• Problem to work on:
Copy every line of the entries below word for word, and leave the pictures out of your answer.
[Begin]
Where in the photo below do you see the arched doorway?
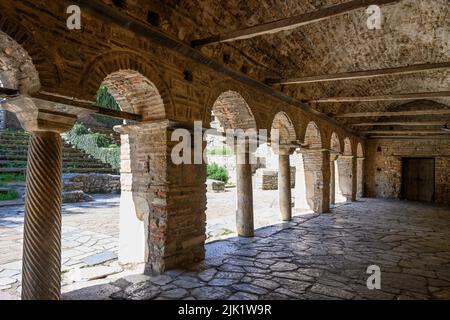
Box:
[101,70,166,263]
[330,132,346,205]
[302,121,329,213]
[207,90,256,237]
[356,142,365,198]
[338,137,356,201]
[270,112,297,221]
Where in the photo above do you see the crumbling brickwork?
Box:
[365,139,450,204]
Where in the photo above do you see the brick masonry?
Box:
[365,139,450,204]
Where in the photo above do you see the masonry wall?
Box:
[365,139,450,205]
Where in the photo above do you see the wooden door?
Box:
[402,158,434,202]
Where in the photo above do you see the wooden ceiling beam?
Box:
[266,61,450,85]
[335,109,450,118]
[362,130,450,136]
[306,91,450,103]
[191,0,400,47]
[354,120,450,127]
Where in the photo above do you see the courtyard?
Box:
[0,195,450,300]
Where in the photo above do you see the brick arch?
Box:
[80,51,174,120]
[102,70,166,120]
[203,81,262,129]
[0,25,41,93]
[304,121,323,149]
[211,90,257,130]
[330,131,343,153]
[0,11,63,93]
[356,142,365,158]
[344,137,353,156]
[270,111,297,144]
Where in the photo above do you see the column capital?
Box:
[113,119,171,134]
[2,95,89,133]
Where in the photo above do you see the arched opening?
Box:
[330,132,346,205]
[338,137,356,201]
[206,90,257,240]
[302,121,328,212]
[356,142,365,198]
[100,70,166,263]
[0,31,41,130]
[270,112,297,221]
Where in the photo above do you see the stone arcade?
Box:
[0,0,450,300]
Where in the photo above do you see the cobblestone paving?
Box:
[64,199,450,300]
[0,189,307,300]
[0,196,119,299]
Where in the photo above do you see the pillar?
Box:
[356,158,364,198]
[235,141,255,237]
[303,149,330,213]
[338,155,357,201]
[330,158,336,205]
[22,131,62,300]
[114,125,151,264]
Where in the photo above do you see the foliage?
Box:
[92,114,123,129]
[206,163,230,183]
[208,147,232,156]
[65,123,120,170]
[0,190,17,201]
[96,86,120,111]
[0,173,26,183]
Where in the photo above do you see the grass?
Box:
[0,190,17,201]
[0,173,26,184]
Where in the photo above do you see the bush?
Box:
[208,147,232,156]
[65,124,120,170]
[0,190,17,201]
[206,163,230,183]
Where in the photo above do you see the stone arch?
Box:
[0,12,62,89]
[356,142,364,158]
[356,142,364,198]
[270,111,297,144]
[331,131,342,153]
[344,137,353,156]
[0,31,41,94]
[305,121,322,149]
[80,51,174,120]
[202,80,262,129]
[102,70,166,120]
[211,90,257,130]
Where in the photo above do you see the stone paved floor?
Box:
[64,199,450,300]
[0,189,307,300]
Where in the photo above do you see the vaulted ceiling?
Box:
[150,0,450,136]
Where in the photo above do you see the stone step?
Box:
[0,167,118,174]
[0,160,110,169]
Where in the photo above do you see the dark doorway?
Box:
[402,158,434,202]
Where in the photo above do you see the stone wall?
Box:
[63,173,120,194]
[365,139,450,204]
[0,110,6,130]
[255,167,296,190]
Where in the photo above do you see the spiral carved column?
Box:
[278,153,292,221]
[22,132,62,300]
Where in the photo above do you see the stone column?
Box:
[338,155,357,201]
[302,149,330,213]
[22,131,62,300]
[2,95,84,300]
[278,153,292,221]
[356,158,365,198]
[235,142,255,237]
[278,147,294,221]
[330,158,336,205]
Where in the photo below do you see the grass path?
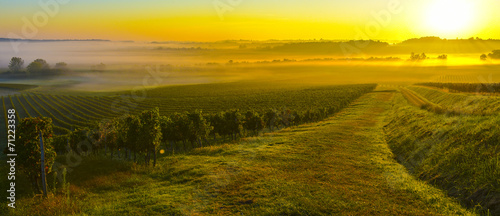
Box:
[9,87,470,215]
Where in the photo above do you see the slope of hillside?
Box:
[1,87,471,215]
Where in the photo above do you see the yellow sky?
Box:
[0,0,500,41]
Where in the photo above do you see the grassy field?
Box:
[385,90,500,215]
[408,86,500,115]
[0,81,500,215]
[2,89,473,215]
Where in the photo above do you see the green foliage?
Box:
[417,82,500,93]
[16,117,56,191]
[118,115,143,155]
[243,111,265,134]
[385,93,500,215]
[68,128,89,154]
[139,108,162,166]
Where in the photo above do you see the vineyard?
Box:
[1,82,375,155]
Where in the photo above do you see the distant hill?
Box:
[262,37,500,55]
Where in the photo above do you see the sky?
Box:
[0,0,500,41]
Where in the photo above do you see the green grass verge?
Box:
[1,87,471,215]
[385,90,500,215]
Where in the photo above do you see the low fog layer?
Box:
[0,38,500,92]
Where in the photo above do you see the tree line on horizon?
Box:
[7,57,69,76]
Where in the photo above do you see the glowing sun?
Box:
[425,0,476,34]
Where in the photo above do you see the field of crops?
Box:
[0,82,375,154]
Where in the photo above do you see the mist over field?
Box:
[0,37,500,91]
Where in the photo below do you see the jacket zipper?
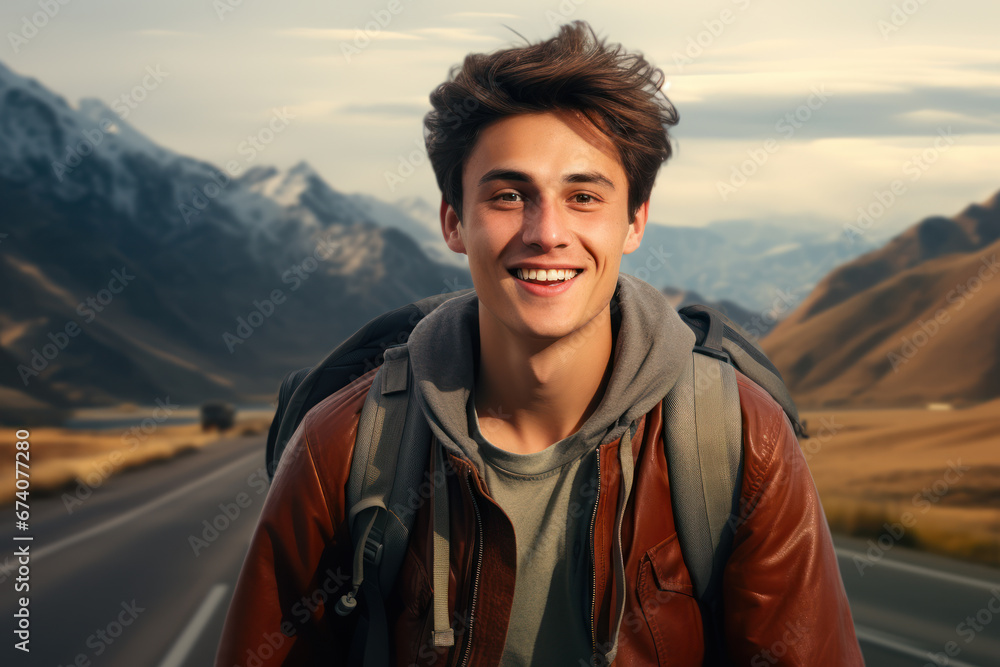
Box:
[462,472,482,667]
[590,447,601,655]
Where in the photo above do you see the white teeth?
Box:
[515,269,579,282]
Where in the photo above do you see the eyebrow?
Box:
[479,167,615,190]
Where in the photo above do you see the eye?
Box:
[493,192,524,204]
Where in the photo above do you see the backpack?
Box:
[267,289,807,667]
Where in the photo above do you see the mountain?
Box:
[660,287,777,341]
[761,193,1000,407]
[622,220,878,313]
[0,64,471,416]
[349,194,469,268]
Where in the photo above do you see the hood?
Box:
[407,274,695,471]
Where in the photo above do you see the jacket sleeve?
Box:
[215,415,353,667]
[723,388,864,667]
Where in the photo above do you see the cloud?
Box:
[445,12,521,19]
[278,28,423,41]
[135,29,204,37]
[413,28,500,42]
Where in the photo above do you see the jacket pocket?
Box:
[636,533,705,665]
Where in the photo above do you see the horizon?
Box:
[0,0,1000,238]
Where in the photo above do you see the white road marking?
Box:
[31,452,260,561]
[159,584,229,667]
[854,625,977,667]
[834,547,1000,593]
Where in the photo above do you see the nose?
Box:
[521,198,572,252]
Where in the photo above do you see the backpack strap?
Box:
[663,348,743,650]
[336,345,434,667]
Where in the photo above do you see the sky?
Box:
[0,0,1000,239]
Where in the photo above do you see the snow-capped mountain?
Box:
[0,65,471,416]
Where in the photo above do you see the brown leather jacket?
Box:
[215,371,864,667]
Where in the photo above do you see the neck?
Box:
[475,305,614,454]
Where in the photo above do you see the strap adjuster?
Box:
[364,528,382,565]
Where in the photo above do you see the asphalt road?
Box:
[0,436,1000,667]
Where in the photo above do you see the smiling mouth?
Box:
[508,269,583,285]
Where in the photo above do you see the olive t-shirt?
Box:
[468,395,598,667]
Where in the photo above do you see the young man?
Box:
[216,22,863,667]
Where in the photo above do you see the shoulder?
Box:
[275,368,378,513]
[736,370,798,490]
[End]
• Problem solution:
Where in the photo below do you see the arched doorway?
Box:
[101,70,166,263]
[330,132,346,205]
[302,121,329,213]
[207,90,256,237]
[356,142,365,198]
[338,137,356,201]
[270,112,297,221]
Where in the photo above do you see the crumbling brickwork?
Box:
[365,139,450,204]
Where in the photo above do you see the brick masonry?
Box:
[365,139,450,204]
Where in the photo above do you see the masonry wall?
Box:
[365,139,450,205]
Where in the photo above do you see the wooden door?
Box:
[402,158,434,202]
Where in the photo above do you see the wooden ceiling beam?
Box:
[266,61,450,85]
[335,109,450,118]
[362,130,450,136]
[306,91,450,103]
[191,0,400,47]
[354,120,450,127]
Where in the photo above do you see the courtyard?
Box:
[0,195,450,300]
Where in the photo above do you see the brick arch?
Box:
[80,51,174,120]
[102,70,166,120]
[203,81,262,129]
[0,25,41,93]
[304,121,323,149]
[211,90,257,130]
[330,131,343,153]
[0,11,63,93]
[356,142,365,158]
[344,137,353,156]
[270,111,297,144]
Where in the photo above do you see the column capital?
Box:
[113,119,171,134]
[2,95,89,133]
Where in the photo above do you see the arched opening?
Box:
[330,132,346,205]
[338,137,356,201]
[206,90,257,240]
[302,121,328,212]
[356,142,365,198]
[100,70,166,263]
[0,31,41,130]
[270,112,297,221]
Where in the photo above do you see the stone arcade?
Box:
[0,0,450,300]
Where in the photo above do you see the cobblestone paving?
Box:
[64,199,450,300]
[0,189,307,300]
[0,196,119,299]
Where in the photo above do you see the pillar?
Box:
[356,158,364,198]
[235,141,255,237]
[303,149,330,213]
[338,155,357,201]
[330,158,336,205]
[22,131,62,300]
[114,125,151,264]
Where in the photo above do you see the foliage?
Box:
[92,114,123,129]
[206,163,230,183]
[208,147,232,156]
[65,123,120,170]
[0,190,17,201]
[96,86,120,111]
[0,173,26,183]
Where in the photo above do you see the grass?
Box:
[0,190,17,201]
[0,173,26,184]
Where in the photo above do you see the bush?
Box:
[208,147,232,156]
[65,124,120,170]
[0,190,17,201]
[206,163,230,183]
Where in the photo above do you see the stone arch?
Box:
[0,12,62,89]
[356,142,364,158]
[356,142,364,198]
[270,111,297,144]
[331,131,342,153]
[344,137,353,156]
[0,31,41,94]
[305,121,322,149]
[80,51,174,120]
[202,80,262,129]
[102,70,166,120]
[211,90,257,130]
Where in the photo above do you see the stone paved floor?
Box:
[64,199,450,300]
[0,189,307,300]
Where in the photo above do you see the vaulted ceiling?
Box:
[150,0,450,136]
Where in the photo above do you see the stone step?
Box:
[0,167,118,174]
[0,160,110,169]
Where in the photo above do you see the dark doorway?
Box:
[402,158,434,202]
Where in the photo above do you see the stone wall?
Box:
[63,173,120,194]
[365,139,450,204]
[0,110,6,130]
[255,167,296,190]
Where in the photo above do you see the spiral carved column?
Box:
[278,153,292,221]
[22,132,62,300]
Where in the photo above do you see the stone column?
Box:
[338,155,357,201]
[302,149,330,213]
[22,131,62,300]
[2,95,84,300]
[278,153,292,221]
[356,158,365,198]
[235,142,255,237]
[278,147,294,221]
[330,158,336,205]
Where in the photo below do you see the grass path?
Box:
[9,87,470,215]
Where in the photo above do you see the slope of hillside?
Box:
[1,87,471,215]
Where in the photo above do you see the yellow sky?
Box:
[0,0,500,41]
Where in the photo above do you see the grassy field?
Box:
[385,90,500,215]
[408,86,500,115]
[0,81,500,215]
[2,89,473,215]
Where in the photo above do you see the green foliage?
Box:
[417,82,500,93]
[16,117,56,191]
[118,115,143,155]
[243,111,265,134]
[385,93,500,215]
[68,128,89,154]
[139,108,162,166]
Where in the photo above do you see the vineyard?
Box:
[1,82,375,155]
Where in the photo above do you see the distant hill?
Box:
[262,37,500,55]
Where in the photo above do you see the sky?
Box:
[0,0,500,41]
Where in the photo above do you see the green grass verge?
Box:
[1,87,471,215]
[385,90,500,215]
Where in the photo above do you see the low fog layer?
Box:
[0,38,500,92]
Where in the photo above do you see the tree line on horizon?
Box:
[7,57,69,76]
Where in the photo above do you see the glowing sun?
Box:
[425,0,476,34]
Where in the photo above do you see the field of crops?
Box:
[0,82,375,154]
Where in the photo above do you see the mist over field?
Box:
[0,37,500,91]
Where in the photo below do you see the jacket zipper?
Box:
[462,472,482,667]
[590,447,601,655]
Where in the photo above do you see the white teeth?
Box:
[515,269,579,282]
Where in the photo above do you see the eyebrow?
Box:
[479,167,615,190]
Where in the photo above do you see the eye?
Box:
[493,192,524,204]
Where in the photo above do you see the backpack?
Box:
[267,289,807,667]
Where in the photo above do you see the mountain?
Box:
[660,287,777,341]
[761,193,1000,407]
[622,220,878,313]
[0,64,471,416]
[349,194,469,268]
Where in the photo above do you see the hood?
Box:
[407,274,695,471]
Where in the photo above do you see the jacket sleeve?
Box:
[215,415,353,667]
[723,388,864,667]
Where in the photo above do you see the cloud?
Box:
[445,12,521,19]
[278,28,423,41]
[135,29,204,37]
[413,28,500,42]
Where in the photo above do you see the jacket pocket?
Box:
[636,533,705,665]
Where in the photo above do you see the horizon?
Box:
[0,0,1000,238]
Where in the photo above do you see the white road marking?
Box:
[31,452,260,561]
[159,584,229,667]
[854,625,977,667]
[834,547,1000,593]
Where in the photo above do you see the nose?
Box:
[521,198,572,252]
Where in the photo above do you see the backpack strap?
Box:
[663,348,743,650]
[336,345,434,667]
Where in the photo above do you see the sky?
Box:
[0,0,1000,239]
Where in the photo above do you see the snow-capped mountain?
Box:
[0,65,471,416]
Where in the photo above do you see the brown leather jacket?
Box:
[215,371,864,667]
Where in the photo above do you see the neck?
Box:
[475,305,614,454]
Where in the photo above do you see the strap adjuster?
Box:
[364,528,382,565]
Where in the photo above do you see the asphalt road?
Box:
[0,436,1000,667]
Where in the photo above do you see the smiling mouth?
Box:
[508,269,583,285]
Where in the photo above do you see the olive t-shirt?
Box:
[468,395,598,667]
Where in the photo above do you see the young man?
Box:
[216,22,863,667]
Where in the photo above do you see the shoulder?
Box:
[275,368,378,513]
[736,370,798,490]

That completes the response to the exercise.